BY LINDA LEGARDE GROVER
Recipient of the Flannery O’Connor Award and the Janet Heidinger Kafka Prize; associate professor of American Indian studies at the University of Minnesota Duluth
Although I didn’t know it at the time, The Road Back to Sweetgrass began during a visit to an elderly Ojibwe man’s house some years ago. Invited by the old man’s son, a friend and I arrived with a gift for the elder—a box of tea bags.
Like the fictional young Sweetgrass characters of the 1970s, we felt daunted by the demands in our young adult lives, desperate for direction and the privilege of spending time in the presence of age and wisdom. Uncertainly we knocked; shyly we tried the door. He welcomed us with the graciousness of royalty and the humility of a saint. Margie and Theresa, who would not make their presence known to me until years later, walked invisibly inside with us.

**Your instructions:**
In the passage about how The Road Back to Sweetgrass began, list the two awards and the university named in the line beneath the byline.

**Source records:**
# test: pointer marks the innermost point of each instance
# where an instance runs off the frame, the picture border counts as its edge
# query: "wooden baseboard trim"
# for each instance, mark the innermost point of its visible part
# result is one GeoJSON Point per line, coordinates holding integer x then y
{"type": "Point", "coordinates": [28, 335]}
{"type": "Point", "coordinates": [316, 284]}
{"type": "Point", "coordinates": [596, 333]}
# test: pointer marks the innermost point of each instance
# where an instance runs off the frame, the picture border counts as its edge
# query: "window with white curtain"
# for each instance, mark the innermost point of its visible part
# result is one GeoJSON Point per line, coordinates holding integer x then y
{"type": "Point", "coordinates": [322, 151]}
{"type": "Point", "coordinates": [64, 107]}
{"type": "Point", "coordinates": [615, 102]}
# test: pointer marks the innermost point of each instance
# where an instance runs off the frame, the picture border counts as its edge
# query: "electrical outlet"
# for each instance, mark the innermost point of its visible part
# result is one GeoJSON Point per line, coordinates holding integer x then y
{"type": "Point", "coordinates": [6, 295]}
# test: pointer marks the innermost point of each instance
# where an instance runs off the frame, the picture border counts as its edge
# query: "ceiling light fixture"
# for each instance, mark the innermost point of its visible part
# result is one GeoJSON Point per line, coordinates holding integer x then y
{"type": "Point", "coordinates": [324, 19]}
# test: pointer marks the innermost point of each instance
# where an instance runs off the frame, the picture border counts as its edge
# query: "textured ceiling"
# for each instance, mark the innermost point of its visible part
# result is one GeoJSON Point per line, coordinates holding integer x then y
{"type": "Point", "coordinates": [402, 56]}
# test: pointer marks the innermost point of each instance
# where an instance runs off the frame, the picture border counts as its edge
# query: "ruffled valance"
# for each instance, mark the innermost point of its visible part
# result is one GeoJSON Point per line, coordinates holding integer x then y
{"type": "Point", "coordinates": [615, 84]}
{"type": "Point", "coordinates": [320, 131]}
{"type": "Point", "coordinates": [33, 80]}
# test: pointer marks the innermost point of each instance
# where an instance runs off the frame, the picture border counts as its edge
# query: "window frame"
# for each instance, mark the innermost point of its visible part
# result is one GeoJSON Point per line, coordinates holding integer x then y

**Task response:**
- Flannery O'Connor Award
- Janet Heidinger Kafka Prize
- University of Minnesota Duluth